Study text:
After the Soviet retreat from Afghanistan in February 1989, bin Laden returned to his native Saudi Arabia. When Iraq invaded Kuwait on August 2, 1990, bin Laden offered to raise a volunteer Islamic army to fight Iraq. The Saudi government refused, preferring to seek help from the United Nations. During the ensuing war, bin Laden opposed American involvement, calling the United States an “enemy invader.” Following his disagreement with the Saudi regime, bin Laden and his supporters went to Sudan in 1991 (9-11 Commission Report, p. 57). International pressure on the Sudanese government later obliged bin Laden to return to Afghanistan in 1996, where he and his supporters remained until the Taliban government was defeated following the invasion of the American-led coalition forces in 2001.
Since 1991 Al-Qaeda has launched several attacks on various Western targets: suicide car bombings of the American embassies in Nairobi, Kenya, and Dar es Salaam, Tanzania, on August 7, 1998; the suicide attack on the USS Cole in the port of Aden in Yemen on October 12, 2000; the September 11 attacks on the Pentagon and the World Trade Center in the United States in 2001; and the suicide attack in Riyadh, Saudi Arabia, on May 12, 2003. When American-led coalition forces invaded Iraq on March 20, 2003, Al-Qaeda–linked groups swung into action. On October 21, 2004, they united as “Al-Qaeda in Iraq” under the leadership of Abu Musab al-Zarqawi, a Jordanian who was killed by American forces on June 7, 2006.

Stored data entries:
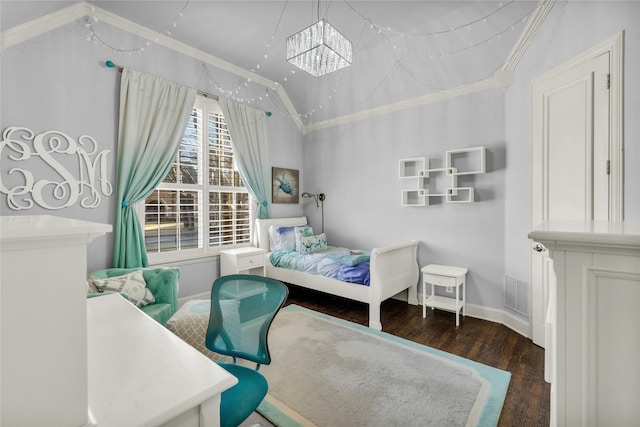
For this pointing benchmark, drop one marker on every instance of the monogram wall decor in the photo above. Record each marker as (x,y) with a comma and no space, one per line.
(47,178)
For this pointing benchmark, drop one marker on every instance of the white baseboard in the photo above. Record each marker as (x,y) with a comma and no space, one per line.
(509,320)
(503,317)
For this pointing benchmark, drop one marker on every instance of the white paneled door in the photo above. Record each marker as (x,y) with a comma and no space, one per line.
(570,159)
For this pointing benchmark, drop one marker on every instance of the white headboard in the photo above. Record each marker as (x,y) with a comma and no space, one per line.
(262,228)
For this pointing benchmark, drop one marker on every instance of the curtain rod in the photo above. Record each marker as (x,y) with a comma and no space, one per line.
(110,64)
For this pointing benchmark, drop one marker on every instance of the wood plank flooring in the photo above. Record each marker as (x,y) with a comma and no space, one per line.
(527,402)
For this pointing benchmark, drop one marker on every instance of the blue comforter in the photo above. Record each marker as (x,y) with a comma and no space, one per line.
(334,262)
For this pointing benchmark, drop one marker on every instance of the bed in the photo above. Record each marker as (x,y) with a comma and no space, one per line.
(393,269)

Exercise tasks:
1. Translate this sentence from the text on bin Laden and Al-Qaeda into Spanish: "The Saudi government refused, preferring to seek help from the United Nations."
2. Decide whether each statement agrees with the text on bin Laden and Al-Qaeda. Answer yes or no, and quote the words that settle it.
(a) Bin Laden went to Sudan in 1991.
(b) The suicide attack on the USS Cole took place in Riyadh.
(c) Abu Musab al-Zarqawi was Iraqi.
3. According to the text on bin Laden and Al-Qaeda, on what date did Iraq invade Kuwait?

Answers to the exercises:
1. El gobierno saudí se negó, pues prefería buscar la ayuda de las Naciones Unidas.

2.
(a) Yes: "bin Laden and his supporters went to Sudan in 1991"
(b) No: "the suicide attack on the USS Cole in the port of Aden in Yemen on October 12, 2000"
(c) No: "a Jordanian who was killed by American forces on June 7, 2006"

3. August 2, 1990.